[start]

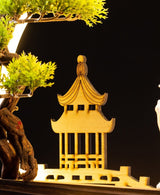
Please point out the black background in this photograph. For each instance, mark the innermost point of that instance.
(123, 57)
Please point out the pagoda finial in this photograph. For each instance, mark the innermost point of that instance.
(82, 68)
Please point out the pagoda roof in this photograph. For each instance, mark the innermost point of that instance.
(90, 93)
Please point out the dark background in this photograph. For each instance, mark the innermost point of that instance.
(123, 60)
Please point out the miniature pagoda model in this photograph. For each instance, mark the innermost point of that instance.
(82, 128)
(83, 132)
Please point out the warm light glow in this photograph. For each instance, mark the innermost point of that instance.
(17, 34)
(12, 46)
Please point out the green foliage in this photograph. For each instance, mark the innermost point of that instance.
(14, 8)
(28, 71)
(6, 30)
(90, 11)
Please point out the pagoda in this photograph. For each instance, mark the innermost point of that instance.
(82, 127)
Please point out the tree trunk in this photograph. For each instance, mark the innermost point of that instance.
(14, 145)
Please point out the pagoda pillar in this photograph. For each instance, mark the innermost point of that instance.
(97, 149)
(76, 150)
(87, 148)
(66, 149)
(104, 150)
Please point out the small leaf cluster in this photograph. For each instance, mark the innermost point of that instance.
(90, 11)
(27, 71)
(6, 30)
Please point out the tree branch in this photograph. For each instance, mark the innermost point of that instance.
(56, 18)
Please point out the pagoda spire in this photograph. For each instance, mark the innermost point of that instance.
(82, 68)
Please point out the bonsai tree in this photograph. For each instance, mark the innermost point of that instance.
(25, 71)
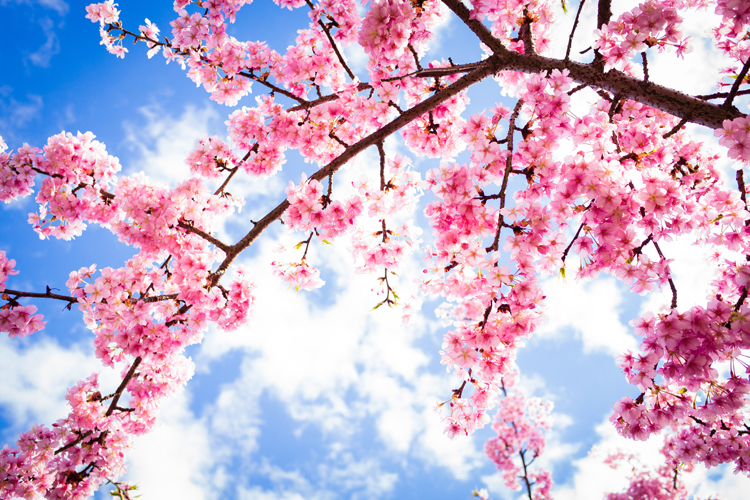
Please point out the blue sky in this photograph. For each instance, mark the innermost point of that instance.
(318, 397)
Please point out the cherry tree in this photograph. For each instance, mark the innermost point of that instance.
(631, 178)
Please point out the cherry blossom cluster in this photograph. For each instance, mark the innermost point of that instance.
(509, 18)
(735, 136)
(520, 423)
(649, 24)
(516, 210)
(659, 483)
(16, 319)
(311, 210)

[end]

▸ Written task:
Beginning with the line that contains "Please point out the pagoda spire", repeat every remaining line of the data exactly, the last line included, and omit pictures.

▸ Task answer:
Please point out the pagoda spire in this photograph. For each instance, mark the innermost point of that instance.
(82, 68)
Please point out the bonsai tree in this photograph. For each instance, mark the innermost point of that instance.
(25, 71)
Please point out the blue sky in this photograph. For each instance, mark the innermost point of that instance.
(318, 397)
Please point out the cherry tree in this photograph. For each instance, mark the innermost point of that instance.
(631, 178)
Please point out the cherry blossom cluster in this photograph. For each instance, mark the innermost point of that instance.
(509, 18)
(735, 136)
(520, 423)
(649, 24)
(516, 210)
(659, 483)
(16, 319)
(311, 210)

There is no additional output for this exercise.